* **Direction 1**
In the mailing-list message on testability, rewrite the paragraph beginning "Note that the definition you quote" more briefly, keeping its main facts.
* **Direction 2**
In the mailing-list message on testability, which RFC is given as an example of a behavioral spec?
* **Direction 3**
Please pick up the mailing-list message on testability where it stops and continue it.
>> BEGIN Document passage
Re: lack of testability definition

On Tue, 4 Nov 2003, Bjoern Hoehrmann wrote:

> * Alex Rousskov wrote:
> >On Tue, 4 Nov 2003, Bjoern Hoehrmann wrote:
> >
> >> http://www.w3.org/TR/wcag2-tech-req/ has a nice definition.
> >
> >Note that the definition you quote renders pretty much all behavioral
> >requirements such as "agent MUST do X" Machine Untestable. Since most
> >of those requirements are also not possible to test via humans, the
> >approach renders pretty much all behavioral specs as Machine and Human
> >Untestable.
>
> Sorry? Could you give some example requirements?

Sure. Pretty much every MUST from HTTP (RFC 2616) or any other
behavioral spec. For example,

	Proxy MUST delete Connection headers.
	Proxy MUST NOT forward hop-by-hop headers.
>> END Document passage
>> BEGIN Rows
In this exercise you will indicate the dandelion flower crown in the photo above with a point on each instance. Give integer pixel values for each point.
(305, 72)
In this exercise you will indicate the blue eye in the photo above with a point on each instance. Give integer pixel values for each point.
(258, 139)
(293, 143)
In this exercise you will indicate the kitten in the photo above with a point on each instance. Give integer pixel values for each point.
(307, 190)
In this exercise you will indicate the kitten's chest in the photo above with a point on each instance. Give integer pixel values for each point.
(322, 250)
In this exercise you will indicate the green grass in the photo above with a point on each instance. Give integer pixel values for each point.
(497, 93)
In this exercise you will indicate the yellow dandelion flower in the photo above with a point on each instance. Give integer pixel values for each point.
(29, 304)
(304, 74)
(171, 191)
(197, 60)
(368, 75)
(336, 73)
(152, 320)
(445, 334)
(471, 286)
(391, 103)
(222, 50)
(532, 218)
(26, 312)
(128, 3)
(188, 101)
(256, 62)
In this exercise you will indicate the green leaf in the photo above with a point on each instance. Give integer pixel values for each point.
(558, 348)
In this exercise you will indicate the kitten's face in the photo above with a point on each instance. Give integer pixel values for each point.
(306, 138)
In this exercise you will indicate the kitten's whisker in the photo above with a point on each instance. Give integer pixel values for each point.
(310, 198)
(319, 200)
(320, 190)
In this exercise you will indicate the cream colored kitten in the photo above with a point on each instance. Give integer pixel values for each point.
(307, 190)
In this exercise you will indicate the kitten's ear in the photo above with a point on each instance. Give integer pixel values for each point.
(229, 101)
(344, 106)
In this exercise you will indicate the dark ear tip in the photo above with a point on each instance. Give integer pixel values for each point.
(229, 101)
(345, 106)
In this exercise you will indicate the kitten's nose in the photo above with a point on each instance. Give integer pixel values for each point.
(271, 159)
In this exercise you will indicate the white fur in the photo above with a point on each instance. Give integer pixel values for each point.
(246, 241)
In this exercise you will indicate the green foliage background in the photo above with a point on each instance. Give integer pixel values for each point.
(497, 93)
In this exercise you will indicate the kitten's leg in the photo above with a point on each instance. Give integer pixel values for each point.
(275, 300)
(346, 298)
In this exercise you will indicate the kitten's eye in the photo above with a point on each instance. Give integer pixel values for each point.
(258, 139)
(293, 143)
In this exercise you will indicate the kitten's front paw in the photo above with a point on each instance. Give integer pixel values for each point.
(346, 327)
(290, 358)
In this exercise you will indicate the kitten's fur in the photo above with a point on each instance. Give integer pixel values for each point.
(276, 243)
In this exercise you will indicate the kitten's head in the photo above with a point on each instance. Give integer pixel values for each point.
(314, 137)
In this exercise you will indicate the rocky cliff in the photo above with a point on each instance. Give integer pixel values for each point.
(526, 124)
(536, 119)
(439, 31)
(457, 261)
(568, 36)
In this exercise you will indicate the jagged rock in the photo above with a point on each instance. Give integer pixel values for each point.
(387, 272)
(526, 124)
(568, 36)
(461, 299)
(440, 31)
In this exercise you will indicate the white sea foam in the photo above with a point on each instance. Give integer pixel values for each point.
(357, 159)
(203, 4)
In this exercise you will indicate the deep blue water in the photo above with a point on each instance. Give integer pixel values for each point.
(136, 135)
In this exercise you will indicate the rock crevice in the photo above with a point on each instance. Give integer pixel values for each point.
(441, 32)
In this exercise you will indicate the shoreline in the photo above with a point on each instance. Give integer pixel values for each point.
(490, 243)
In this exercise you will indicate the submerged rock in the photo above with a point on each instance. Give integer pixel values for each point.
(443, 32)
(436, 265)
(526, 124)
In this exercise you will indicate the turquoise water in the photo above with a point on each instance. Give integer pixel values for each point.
>> END Rows
* **Exercise output 1**
The quoted definition makes nearly all behavioral requirements, such as "agent MUST do X", Machine Untestable. Because most of these also can't be tested by humans, it leaves nearly all behavioral specs both Machine and Human Untestable.

* **Exercise output 2**
RFC 2616, the HTTP specification.

* **Exercise output 3**
	Cache MUST NOT cache responses with Cache-Control: private.
	Cache MUST NOT store responses with Cache-Control: no-store.
 	An agent MUST NOT send chunked encoding to HTTP/1.0 agent.

and so on...

None of the above are Machine Testable given
http://www.w3.org/TR/wcag2-tech-req/ definition:

	Definition: Machine Testable: There is a known algorithm that
	will determine, with complete reliability, whether the
	technique has been implemented or not. Probabilistic
	algorithms are not sufficient.]

HTH,

Alex.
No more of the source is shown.